EXERCISE GOAL → Lay out the lines of the records below as a numbered list, omitting any blank lines.

Spatial annotation records →
#####

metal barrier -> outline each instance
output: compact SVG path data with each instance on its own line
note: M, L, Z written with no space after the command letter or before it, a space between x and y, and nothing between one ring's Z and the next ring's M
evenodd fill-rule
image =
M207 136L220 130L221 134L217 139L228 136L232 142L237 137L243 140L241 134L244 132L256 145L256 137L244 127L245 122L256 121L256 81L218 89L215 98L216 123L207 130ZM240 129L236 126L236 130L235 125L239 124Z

#####

OUTPUT FOR THIS EXERCISE →
1. metal barrier -> outline each instance
2. output: compact SVG path data with each instance on its own line
3. note: M, L, Z written with no space after the command letter or before it, a space between x and y, and nothing between one ring's Z and the next ring's M
4. evenodd fill-rule
5. image =
6. M207 136L220 130L221 134L217 139L228 136L232 142L237 137L243 140L241 134L244 132L256 145L256 137L244 127L245 122L256 121L256 81L218 89L215 98L216 123L207 130ZM240 129L236 126L236 130L235 125L239 124Z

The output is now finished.